Not bad
recensione di
Luigi Paraboschi
Il nuovo libro di Claudia Zironi, uscito con Arcipelago Itaca Edizioni, con prefazione di Francesco Tomada, è decisamente bello, ricco di sfumature, tocchi di bravura, annotazioni psicologiche, riflessioni amare e chi, come me, ha seguito questa autrice fin dagli inizi si sente di dire che è il proseguimento dei tanti temi che Claudia Zironi ha affrontato nei lavori precedenti, e ora lo fa con un occhio ancora più dilatato su ciò che essa pensa di se stessa e della vita.
Dall’ opera precedente alla attuale, -“Quando si spegne il cielo“ del 2019- riprende qualcosa che inserisce in questa integrandola come prima sezione delle quattro che costituiscono quella in esame,
“…non ci sarà giudizio né rinascita, le pietre/ non ricorderanno una parola di Albanese né un solo verso di Dante/ di Montale, di De Angelis o di Arminio Franco, chi ha abitato/ la laguna e l’Amazzonia, chi ha comprato l’ultimo esemplare di Ferrari./ poi anche i vermi si estingueranno e tutto tornerà alla perfezione //
ovviamente, non si può pensare che un autore cambi d’improvviso la propria visione del mondo, infatti in questo nuovo lavoro scrive :
”…da domani non ci riconosceremo/ come umani: macchine, automi, calcolatori./ parleremo di sogni, forse, ma senza crederci/ davvero…/ solo resterà questo senso/ del condizionale passato, tempo andato…”
Il suo è un occhio pieno di desiderio di libertà, di “…partire verso sud/ …partirò per l’isola/ su una barca silenziosa…”, un occhio non più bisognoso di alcun desiderio, tranne poi smentirsi più avanti ove troviamo “di cosa hai bisogno – mi chiedevi…” e dopo alcune soluzioni o proposte di aiuto fa concludere il suo interlocutore con questa domanda : “o forse hai bisogno di un mio sguardo, di una carezza?”.

# Esercizio scritto a:
Traduci in inglese questa frase della recensione del libro di Claudia Zironi: "Il nuovo libro di Claudia Zironi, uscito con Arcipelago Itaca Edizioni, con prefazione di Francesco Tomada, è decisamente bello, ricco di sfumature, tocchi di bravura, annotazioni psicologiche, riflessioni amare e chi, come me, ha seguito questa autrice fin dagli inizi si sente di dire che è il proseguimento dei tanti temi che Claudia Zironi ha affrontato nei lavori precedenti, e ora lo fa con un occhio ancora più dilatato su ciò che essa pensa di se stessa e della vita."
Il brano e i record provengono da fonti diverse.

# Record in ingresso:
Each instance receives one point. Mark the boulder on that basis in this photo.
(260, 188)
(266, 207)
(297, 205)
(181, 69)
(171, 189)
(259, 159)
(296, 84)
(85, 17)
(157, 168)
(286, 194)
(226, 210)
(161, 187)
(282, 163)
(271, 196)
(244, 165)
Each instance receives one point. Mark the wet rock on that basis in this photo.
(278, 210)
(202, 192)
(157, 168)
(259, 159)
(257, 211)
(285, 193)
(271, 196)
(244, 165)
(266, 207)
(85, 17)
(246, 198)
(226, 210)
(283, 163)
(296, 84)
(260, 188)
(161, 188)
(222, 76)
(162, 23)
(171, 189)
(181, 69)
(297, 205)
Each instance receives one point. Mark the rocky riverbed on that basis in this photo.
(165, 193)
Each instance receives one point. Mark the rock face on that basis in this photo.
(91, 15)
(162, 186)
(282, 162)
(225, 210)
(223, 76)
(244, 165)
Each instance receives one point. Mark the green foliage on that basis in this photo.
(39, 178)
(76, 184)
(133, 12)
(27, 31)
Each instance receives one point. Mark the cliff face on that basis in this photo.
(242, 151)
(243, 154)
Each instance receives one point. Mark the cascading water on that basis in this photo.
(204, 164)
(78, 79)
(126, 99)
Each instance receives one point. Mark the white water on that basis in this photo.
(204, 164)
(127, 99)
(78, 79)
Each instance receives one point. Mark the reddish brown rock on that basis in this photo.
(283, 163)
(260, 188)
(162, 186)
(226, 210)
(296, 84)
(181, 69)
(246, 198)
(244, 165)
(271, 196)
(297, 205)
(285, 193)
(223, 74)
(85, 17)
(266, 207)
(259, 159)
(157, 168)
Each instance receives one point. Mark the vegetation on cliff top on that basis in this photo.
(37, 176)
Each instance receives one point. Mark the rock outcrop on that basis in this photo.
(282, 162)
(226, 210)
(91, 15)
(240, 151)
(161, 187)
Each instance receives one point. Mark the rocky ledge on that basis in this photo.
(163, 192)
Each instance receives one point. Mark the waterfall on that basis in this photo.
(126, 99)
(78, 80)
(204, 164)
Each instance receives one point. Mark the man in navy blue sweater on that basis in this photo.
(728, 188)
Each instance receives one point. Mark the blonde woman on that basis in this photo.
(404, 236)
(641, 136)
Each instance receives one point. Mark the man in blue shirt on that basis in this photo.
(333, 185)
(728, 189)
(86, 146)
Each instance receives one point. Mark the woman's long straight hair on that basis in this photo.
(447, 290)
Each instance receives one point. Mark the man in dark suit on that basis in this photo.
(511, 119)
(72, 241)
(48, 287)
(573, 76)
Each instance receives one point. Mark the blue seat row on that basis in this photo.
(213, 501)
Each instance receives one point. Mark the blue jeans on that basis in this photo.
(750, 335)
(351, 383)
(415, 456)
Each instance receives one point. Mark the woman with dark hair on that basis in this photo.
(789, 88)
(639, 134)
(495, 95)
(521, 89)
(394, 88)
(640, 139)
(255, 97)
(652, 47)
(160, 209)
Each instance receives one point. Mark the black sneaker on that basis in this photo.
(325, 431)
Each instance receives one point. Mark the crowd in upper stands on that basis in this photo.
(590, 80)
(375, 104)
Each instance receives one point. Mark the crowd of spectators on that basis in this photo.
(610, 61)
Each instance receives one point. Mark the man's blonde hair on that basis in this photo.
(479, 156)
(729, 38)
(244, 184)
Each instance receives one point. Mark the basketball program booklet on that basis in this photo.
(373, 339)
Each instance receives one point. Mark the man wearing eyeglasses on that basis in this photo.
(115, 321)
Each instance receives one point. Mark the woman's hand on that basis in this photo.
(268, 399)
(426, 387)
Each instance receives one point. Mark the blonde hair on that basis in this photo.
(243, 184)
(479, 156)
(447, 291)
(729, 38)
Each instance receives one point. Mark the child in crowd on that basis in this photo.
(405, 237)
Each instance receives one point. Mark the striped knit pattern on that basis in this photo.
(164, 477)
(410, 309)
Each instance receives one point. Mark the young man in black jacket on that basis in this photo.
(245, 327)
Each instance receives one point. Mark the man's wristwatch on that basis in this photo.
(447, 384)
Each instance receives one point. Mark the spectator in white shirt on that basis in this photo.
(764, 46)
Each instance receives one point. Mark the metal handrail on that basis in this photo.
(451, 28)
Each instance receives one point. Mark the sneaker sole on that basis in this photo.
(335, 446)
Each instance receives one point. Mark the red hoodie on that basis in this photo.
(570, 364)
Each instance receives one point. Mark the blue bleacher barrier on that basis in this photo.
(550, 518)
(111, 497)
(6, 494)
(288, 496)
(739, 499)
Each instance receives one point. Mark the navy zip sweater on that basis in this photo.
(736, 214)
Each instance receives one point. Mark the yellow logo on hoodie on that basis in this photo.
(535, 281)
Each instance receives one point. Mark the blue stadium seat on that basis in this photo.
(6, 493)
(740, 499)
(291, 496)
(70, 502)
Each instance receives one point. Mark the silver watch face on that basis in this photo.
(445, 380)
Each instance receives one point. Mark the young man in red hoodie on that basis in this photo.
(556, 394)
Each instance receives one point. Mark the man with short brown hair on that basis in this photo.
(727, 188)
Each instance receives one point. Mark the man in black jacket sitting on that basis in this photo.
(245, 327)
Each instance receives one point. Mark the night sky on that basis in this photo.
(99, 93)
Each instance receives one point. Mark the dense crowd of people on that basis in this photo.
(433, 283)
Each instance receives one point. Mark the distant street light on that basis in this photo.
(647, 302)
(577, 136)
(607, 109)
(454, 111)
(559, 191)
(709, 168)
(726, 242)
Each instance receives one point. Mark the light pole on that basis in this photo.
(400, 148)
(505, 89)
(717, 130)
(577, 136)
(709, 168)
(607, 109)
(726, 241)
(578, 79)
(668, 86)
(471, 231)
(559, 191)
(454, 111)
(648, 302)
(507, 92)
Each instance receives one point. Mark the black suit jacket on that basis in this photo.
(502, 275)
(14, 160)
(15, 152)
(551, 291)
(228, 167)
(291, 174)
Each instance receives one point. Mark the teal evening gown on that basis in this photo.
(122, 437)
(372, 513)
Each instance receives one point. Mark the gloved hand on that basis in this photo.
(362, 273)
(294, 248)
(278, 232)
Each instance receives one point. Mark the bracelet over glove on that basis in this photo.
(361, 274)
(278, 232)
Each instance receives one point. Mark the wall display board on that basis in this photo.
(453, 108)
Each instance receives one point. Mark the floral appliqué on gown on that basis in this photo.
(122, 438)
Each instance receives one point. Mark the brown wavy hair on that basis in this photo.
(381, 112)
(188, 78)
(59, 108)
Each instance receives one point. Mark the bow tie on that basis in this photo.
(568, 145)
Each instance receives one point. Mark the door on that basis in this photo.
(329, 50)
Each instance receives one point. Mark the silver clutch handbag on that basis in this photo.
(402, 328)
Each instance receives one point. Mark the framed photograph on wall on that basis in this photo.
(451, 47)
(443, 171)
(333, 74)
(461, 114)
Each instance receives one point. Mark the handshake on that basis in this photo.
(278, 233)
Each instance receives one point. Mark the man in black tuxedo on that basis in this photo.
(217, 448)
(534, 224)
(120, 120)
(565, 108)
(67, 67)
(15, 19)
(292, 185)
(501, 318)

# Esercizio scritto b:
Nei record, modifica le righe che vanno da quella contenente "Each instance receives one point. Mark the handshake" fino alla fine dei record, sostituendo "black tuxedo" con "dark suit" e lasciando invariato tutto il resto. Riporta soltanto queste righe.

# Risposta completa a:
Claudia Zironi's new book, published by Arcipelago Itaca Edizioni with a preface by Francesco Tomada, is truly beautiful, rich in nuances, touches of skill, psychological observations and bitter reflections, and anyone who, like me, has followed this author from the beginning feels able to say that it continues the many themes Claudia Zironi has addressed in her previous works, and now she does so with an eye opened even wider on what she thinks of herself and of life.

# Risposta completa b:
Each instance receives one point. Mark the handshake on that basis in this photo.
(278, 233)
Each instance receives one point. Mark the man in dark suit on that basis in this photo.
(217, 448)
(534, 224)
(120, 120)
(565, 108)
(67, 67)
(15, 19)
(292, 185)
(501, 318)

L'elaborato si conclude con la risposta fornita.